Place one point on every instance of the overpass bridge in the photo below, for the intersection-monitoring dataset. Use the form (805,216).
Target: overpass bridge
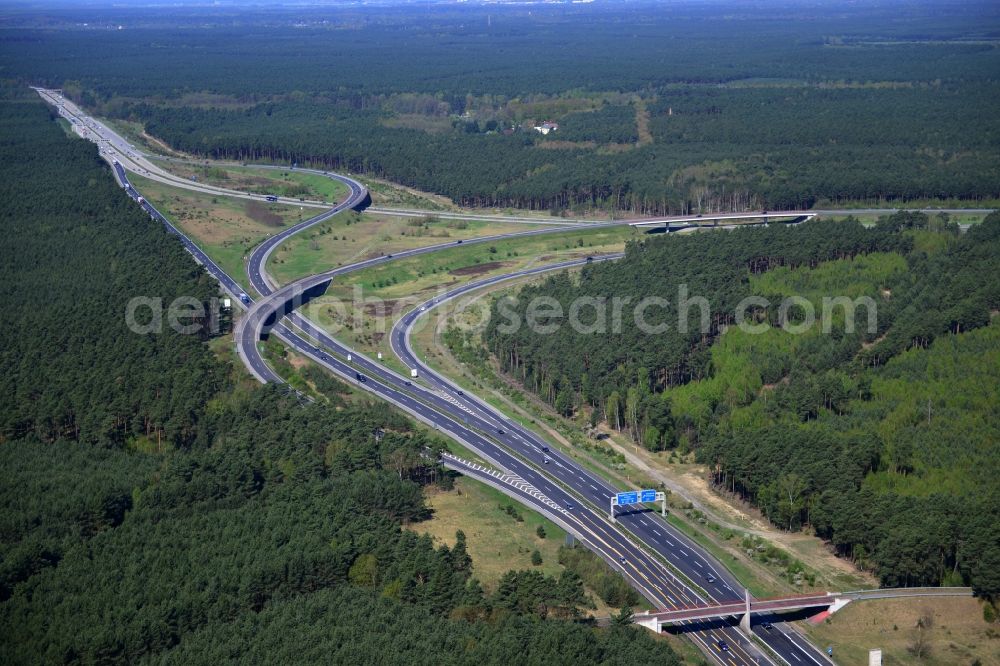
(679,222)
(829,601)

...

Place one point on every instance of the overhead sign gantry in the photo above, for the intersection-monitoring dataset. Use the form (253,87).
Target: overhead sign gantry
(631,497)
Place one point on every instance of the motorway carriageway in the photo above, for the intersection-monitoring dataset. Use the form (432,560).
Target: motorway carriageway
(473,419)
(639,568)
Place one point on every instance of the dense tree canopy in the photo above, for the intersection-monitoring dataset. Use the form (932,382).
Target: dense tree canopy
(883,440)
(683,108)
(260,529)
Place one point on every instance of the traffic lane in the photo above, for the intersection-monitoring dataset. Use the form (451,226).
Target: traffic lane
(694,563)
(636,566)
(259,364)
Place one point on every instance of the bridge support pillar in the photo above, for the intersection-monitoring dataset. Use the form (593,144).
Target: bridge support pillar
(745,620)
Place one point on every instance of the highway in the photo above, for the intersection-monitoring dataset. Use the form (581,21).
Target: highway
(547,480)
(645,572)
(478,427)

▸ What the task requires
Collect every line above that contains the string "overhead", copying each such line in full. Matching is case-sensitive.

▸ Finished task
Place one point on every instance of the overhead sign gantry in the photo above, for the intersection-monitoring dataset. Use the form (253,87).
Target: overhead sign gantry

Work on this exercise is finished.